Your instructions
Exact reproduction of all the data is needed.

[Referring expression pointing data]
====

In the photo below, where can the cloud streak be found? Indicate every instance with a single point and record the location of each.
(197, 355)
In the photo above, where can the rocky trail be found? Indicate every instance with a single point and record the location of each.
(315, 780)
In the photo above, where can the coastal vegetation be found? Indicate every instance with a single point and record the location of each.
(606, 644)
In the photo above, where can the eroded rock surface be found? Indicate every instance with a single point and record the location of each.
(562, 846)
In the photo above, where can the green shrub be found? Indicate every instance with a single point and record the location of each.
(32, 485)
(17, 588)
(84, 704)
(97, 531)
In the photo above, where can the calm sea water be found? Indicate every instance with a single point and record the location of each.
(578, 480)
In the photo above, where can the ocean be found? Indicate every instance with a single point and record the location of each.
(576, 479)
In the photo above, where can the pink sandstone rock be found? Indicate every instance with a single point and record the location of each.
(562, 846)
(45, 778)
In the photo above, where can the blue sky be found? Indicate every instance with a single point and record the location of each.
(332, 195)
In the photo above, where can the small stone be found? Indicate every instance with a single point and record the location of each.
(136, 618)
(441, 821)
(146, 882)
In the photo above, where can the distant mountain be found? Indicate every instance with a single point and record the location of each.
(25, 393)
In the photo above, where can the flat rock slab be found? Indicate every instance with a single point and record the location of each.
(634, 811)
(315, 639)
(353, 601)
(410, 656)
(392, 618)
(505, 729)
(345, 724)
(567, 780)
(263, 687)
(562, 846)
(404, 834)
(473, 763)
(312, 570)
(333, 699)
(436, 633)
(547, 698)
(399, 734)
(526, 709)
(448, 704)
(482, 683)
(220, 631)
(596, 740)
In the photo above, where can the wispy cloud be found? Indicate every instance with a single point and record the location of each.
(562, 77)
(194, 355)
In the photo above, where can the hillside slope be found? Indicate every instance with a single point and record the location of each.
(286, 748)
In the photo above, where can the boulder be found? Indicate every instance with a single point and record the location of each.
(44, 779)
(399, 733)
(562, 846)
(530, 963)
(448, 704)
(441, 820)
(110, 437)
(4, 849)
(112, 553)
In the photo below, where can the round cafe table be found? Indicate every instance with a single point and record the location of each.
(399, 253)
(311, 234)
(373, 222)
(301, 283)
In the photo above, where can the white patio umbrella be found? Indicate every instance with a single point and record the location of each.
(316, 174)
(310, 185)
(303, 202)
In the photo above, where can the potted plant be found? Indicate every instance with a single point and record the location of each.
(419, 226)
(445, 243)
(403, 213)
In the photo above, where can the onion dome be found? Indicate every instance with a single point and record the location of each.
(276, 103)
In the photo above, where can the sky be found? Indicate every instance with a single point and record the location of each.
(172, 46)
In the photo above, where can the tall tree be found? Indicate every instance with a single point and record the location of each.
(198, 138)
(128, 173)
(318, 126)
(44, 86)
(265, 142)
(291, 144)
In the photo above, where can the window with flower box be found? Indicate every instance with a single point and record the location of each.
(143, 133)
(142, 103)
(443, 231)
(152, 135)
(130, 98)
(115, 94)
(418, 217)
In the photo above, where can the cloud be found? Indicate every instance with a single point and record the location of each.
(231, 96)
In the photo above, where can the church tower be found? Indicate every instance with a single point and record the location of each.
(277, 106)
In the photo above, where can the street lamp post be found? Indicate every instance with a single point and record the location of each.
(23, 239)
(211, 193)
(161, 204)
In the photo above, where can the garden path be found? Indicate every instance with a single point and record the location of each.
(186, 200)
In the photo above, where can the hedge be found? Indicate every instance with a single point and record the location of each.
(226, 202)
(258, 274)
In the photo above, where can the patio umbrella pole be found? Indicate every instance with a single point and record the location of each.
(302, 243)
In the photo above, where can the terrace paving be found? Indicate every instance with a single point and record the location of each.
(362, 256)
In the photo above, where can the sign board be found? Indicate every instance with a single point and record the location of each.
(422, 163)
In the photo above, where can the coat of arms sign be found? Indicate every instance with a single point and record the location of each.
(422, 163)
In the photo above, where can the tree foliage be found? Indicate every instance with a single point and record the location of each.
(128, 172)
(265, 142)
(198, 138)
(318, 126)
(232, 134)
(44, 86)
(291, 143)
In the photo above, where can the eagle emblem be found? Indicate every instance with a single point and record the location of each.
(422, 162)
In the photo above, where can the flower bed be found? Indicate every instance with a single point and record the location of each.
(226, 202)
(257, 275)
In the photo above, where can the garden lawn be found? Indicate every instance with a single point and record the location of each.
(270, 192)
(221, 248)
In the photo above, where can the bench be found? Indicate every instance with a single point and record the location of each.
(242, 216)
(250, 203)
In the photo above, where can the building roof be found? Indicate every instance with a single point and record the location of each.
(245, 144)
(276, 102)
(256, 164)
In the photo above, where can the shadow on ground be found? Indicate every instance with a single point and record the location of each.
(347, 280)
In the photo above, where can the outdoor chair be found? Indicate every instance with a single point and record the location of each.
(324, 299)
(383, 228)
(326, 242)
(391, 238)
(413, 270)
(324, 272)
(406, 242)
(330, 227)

====

Task solution
In the photo below, where can the cloud streak be found? Indicate every instance with a single point and record the location of each.
(197, 355)
In the photo above, where can the rocky trail be found? Indicate every instance with a single point and record the location of each.
(315, 780)
In the photo above, where can the coastal vegetation be found? Indicate every instance with a single point and record the location of each.
(606, 644)
In the photo above, where can the eroded rock surface be found? Indicate every instance with a single point and record the location of each.
(562, 846)
In the photo above, where can the green shrub be found? Indicate every instance with a single point and record the location of each.
(32, 485)
(17, 588)
(84, 704)
(97, 531)
In the photo above, where can the calm sea water be found? Indicate every instance with a single point and record the location of each.
(578, 480)
In the photo above, where can the ocean be found? Indicate every instance with a single point and record the location of each.
(576, 479)
In the photo above, where can the pink sandstone rock be found? Indicate every instance with a single point and record the location of each.
(562, 846)
(45, 778)
In the photo above, where can the blue sky be found? Indicate every instance with a single point and record the location of each.
(332, 195)
In the photo above, where can the small stone be found? Indicate every instance with a single point and record the location of each.
(136, 618)
(441, 821)
(146, 882)
In the photo above, where can the distant mountain be found? Indicate every instance with a single point and record the location of each.
(25, 393)
In the photo above, where can the flat rock slab be found? Indicate every instance with a single point and record the location of each.
(634, 811)
(315, 639)
(353, 601)
(410, 656)
(392, 618)
(505, 729)
(345, 724)
(567, 780)
(263, 687)
(562, 846)
(404, 834)
(473, 763)
(312, 570)
(333, 699)
(436, 633)
(547, 698)
(399, 734)
(526, 709)
(448, 704)
(482, 683)
(220, 631)
(596, 740)
In the photo above, where can the wispy cloud be found? Indicate every instance with a single point and record the location of each.
(562, 77)
(194, 355)
In the photo above, where can the hillside slope be found? Indicate every instance with a single point and record the location of each.
(286, 748)
In the photo above, where can the boulder be found? Indicate every instance with a single point and record the location of each.
(44, 779)
(399, 733)
(562, 846)
(530, 963)
(448, 704)
(441, 820)
(110, 437)
(4, 849)
(112, 553)
In the photo below, where can the round cafe table be found? Indicate every instance with a single point and record the location of each.
(399, 253)
(311, 234)
(373, 222)
(301, 283)
In the photo above, where can the white patio umbrella be found? Indicate every instance with a single point and record the location of each.
(316, 174)
(310, 185)
(303, 202)
In the photo above, where can the potted plant be found? Indicate every instance with a single point and record the location of each.
(419, 226)
(445, 243)
(403, 213)
In the photo above, where can the onion dome be found? Indicate every instance with a single point and record the location of each.
(276, 103)
In the photo above, where can the sky be found? Indicate every instance with a single point and record the location of each.
(172, 46)
In the photo above, where can the tall tree be found? Indicate every instance with a single point and record the location of each.
(198, 138)
(128, 173)
(318, 126)
(44, 86)
(265, 142)
(291, 144)
In the photo above, where can the window with flower box be found? Indicate every instance with a single point and record the location of each.
(143, 133)
(142, 103)
(443, 231)
(152, 135)
(130, 98)
(115, 94)
(418, 217)
In the photo above, where can the cloud be found? Indicate every instance with a single point and record the location of each.
(231, 96)
In the photo above, where can the church tower be found? Indicate every instance with a single point and record the location of each.
(277, 106)
In the photo above, where can the street lamp post be found? Indicate every instance with a single point and record the location of each.
(23, 239)
(211, 193)
(161, 204)
In the photo above, where can the garden path be found? Indicate every instance with a single point and record the location of each.
(186, 200)
In the photo above, where can the hedge be found? Indicate every instance with a single point and record the location of each.
(226, 202)
(258, 274)
In the photo above, where can the patio umbrella pole be found? Indicate every instance with a single point and record the location of each.
(302, 243)
In the photo above, where can the terrace paving be found? Indicate every instance with a single point and record the location of each.
(362, 256)
In the photo above, where can the sign board be found? Indicate every instance with a single point and record the location of each.
(422, 163)
In the photo above, where can the coat of arms sign be found? Indicate every instance with a single point and record the location of each.
(422, 163)
In the photo above, where can the tree foliage be found? Indicate every instance with a single point and record the location of each.
(128, 172)
(265, 142)
(198, 138)
(318, 126)
(232, 134)
(44, 86)
(291, 143)
In the photo above, where can the eagle emblem be found? Indicate every instance with a single point and record the location of each.
(422, 162)
In the photo above, where can the flower bed be found? Indicate every instance with a single point and record the location of each.
(226, 202)
(257, 275)
In the photo above, where can the garden lawn be found? Indicate every instance with a single point and record the location of each.
(270, 192)
(221, 248)
In the photo above, where can the bench be found? Indicate every instance with a single point and record the location of each.
(242, 216)
(250, 203)
In the photo above, where can the building roof be found? Indicate every instance with a single point and record the location of each.
(245, 144)
(276, 102)
(256, 164)
In the photo above, where can the shadow on ground be found? Indicate every instance with a single point and record the location of each.
(347, 280)
In the photo above, where can the outdoor chair be found? Indicate every instance with a single point and record the location of each.
(324, 299)
(383, 228)
(326, 242)
(391, 238)
(413, 270)
(324, 272)
(406, 242)
(330, 227)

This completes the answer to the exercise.